— Start Supplied passage —
I am not that person who will hold a grudge in hopes that squeezing it tightly will cut off circulation to the other party. I’m not that person who will only be satisfied if an apology is reciprocated- I need to let that stuff go and the rest is up to you. And, I’m not that person who will ever perceive myself as the most “right” person in the room that demands people to see things down my highway or no way. I am unapologetically flawed, I forgive, have been forgiven, and I am, without a doubt, still in need of receiving grace from people who’s apple cart I’ve flipped over…..and then threw the apples at them.
I’m thankful the mind that scrutinizes this body is not 20 or 30 anymore
Hell, let’s be honest, it’s barely holding on to 40. I had zero appreciation or understanding of my body for decades. I giggle every time I see a meme that says “I wish I was as fat as I was the first time I thought I was fat.” My issue is baby weight and that baby is will be 240 months in August.
I’m sure some of are views of self and on others are hard wired to ensure our species continues. Hips, muscles, height, perky boobs, strong facial features- whatever it is, at the end of the day, we’re all animals looking to mate and we want good breeding stock. It would be nice if they had their own health insurance and were kind to their mother too.
My younger self worked hard to achieve what I thought others would find attractive. In my mind there were deal no deals and if I wasn’t some complete package I wasn’t good enough. Not only was a wrong about what people saw in my, but I also made myself a neurotic mess of insecurities. To the extent of pointing out what I perceived as a flaw before anyone had the chance to notice. My left boob is a little bigger than my right- sorry about that oh and I didn’t have time to get my eyebrows waxed so don’t look at them and this isn’t a great color I’m wearing tonight-it kind of washes me out. Jesus, Rachel just shut up. Please, woman, shut up.
Self worth wrapped up in the validation from others is a horrible behavior. I honestly believe that my generation, that had to wait up to a week to get our pictures back, were saved from a ton of pressure to be something that’s not us. If your eyes were closed and you had a double chin in 10/24 pictures then that was your memory. Most of them ended up in drawers or in an album that made you cringe every time your mom brought it out for company to look through. But my God those are genuine, in the moment memories set in cement-no editing and no filters after the fact. It literally is what it is.
— End Supplied passage —
— Start Recorded information —
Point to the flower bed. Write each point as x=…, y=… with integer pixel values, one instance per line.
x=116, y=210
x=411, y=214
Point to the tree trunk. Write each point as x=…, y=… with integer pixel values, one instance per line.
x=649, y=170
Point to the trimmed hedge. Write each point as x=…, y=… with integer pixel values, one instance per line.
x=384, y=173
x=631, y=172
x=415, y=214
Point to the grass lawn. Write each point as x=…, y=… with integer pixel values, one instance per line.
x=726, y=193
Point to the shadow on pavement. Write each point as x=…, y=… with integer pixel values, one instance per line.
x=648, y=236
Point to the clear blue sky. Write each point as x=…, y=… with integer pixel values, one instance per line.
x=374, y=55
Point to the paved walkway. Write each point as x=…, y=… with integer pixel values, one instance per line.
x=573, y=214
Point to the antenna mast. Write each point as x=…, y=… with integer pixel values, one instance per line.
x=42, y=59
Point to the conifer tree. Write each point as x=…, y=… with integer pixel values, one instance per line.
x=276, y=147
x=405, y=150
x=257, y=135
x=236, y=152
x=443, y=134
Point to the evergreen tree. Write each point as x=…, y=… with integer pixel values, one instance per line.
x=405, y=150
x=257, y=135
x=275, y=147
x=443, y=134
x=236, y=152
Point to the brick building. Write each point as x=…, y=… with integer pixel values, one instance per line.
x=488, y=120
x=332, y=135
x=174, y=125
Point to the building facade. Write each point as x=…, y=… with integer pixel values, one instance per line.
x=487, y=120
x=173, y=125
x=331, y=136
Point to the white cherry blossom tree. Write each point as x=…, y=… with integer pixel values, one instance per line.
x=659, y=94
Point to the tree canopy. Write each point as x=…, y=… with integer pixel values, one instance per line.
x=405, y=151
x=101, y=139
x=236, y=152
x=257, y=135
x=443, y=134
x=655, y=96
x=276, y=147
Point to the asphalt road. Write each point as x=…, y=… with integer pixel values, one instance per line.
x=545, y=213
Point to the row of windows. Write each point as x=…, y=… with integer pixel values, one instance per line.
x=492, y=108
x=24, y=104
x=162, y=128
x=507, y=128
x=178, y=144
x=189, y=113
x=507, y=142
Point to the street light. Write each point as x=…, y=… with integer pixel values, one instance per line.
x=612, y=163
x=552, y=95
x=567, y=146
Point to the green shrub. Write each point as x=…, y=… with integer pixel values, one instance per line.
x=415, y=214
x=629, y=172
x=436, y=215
— End Recorded information —
(Tasks and exercises):
a – Answer these three questions from the passage on self-image:
(i) How many months old will the baby be in August?
(ii) In the example about pictures, in how many of the 24 were your eyes closed or did you have a double chin?
(iii) Which side is named as the bigger one in the remark about a flaw?
b – Quote the passage on self-image word for word, starting at "My younger self" and ending at "woman, shut up.".
Answer from the passage alone; the listing plays no part.

(Answer list):
a –
(i) 240 months
(ii) 10
(iii) The left

b –
My younger self worked hard to achieve what I thought others would find attractive. In my mind there were deal no deals and if I wasn’t some complete package I wasn’t good enough. Not only was a wrong about what people saw in my, but I also made myself a neurotic mess of insecurities. To the extent of pointing out what I perceived as a flaw before anyone had the chance to notice. My left boob is a little bigger than my right- sorry about that oh and I didn’t have time to get my eyebrows waxed so don’t look at them and this isn’t a great color I’m wearing tonight-it kind of washes me out. Jesus, Rachel just shut up. Please, woman, shut up.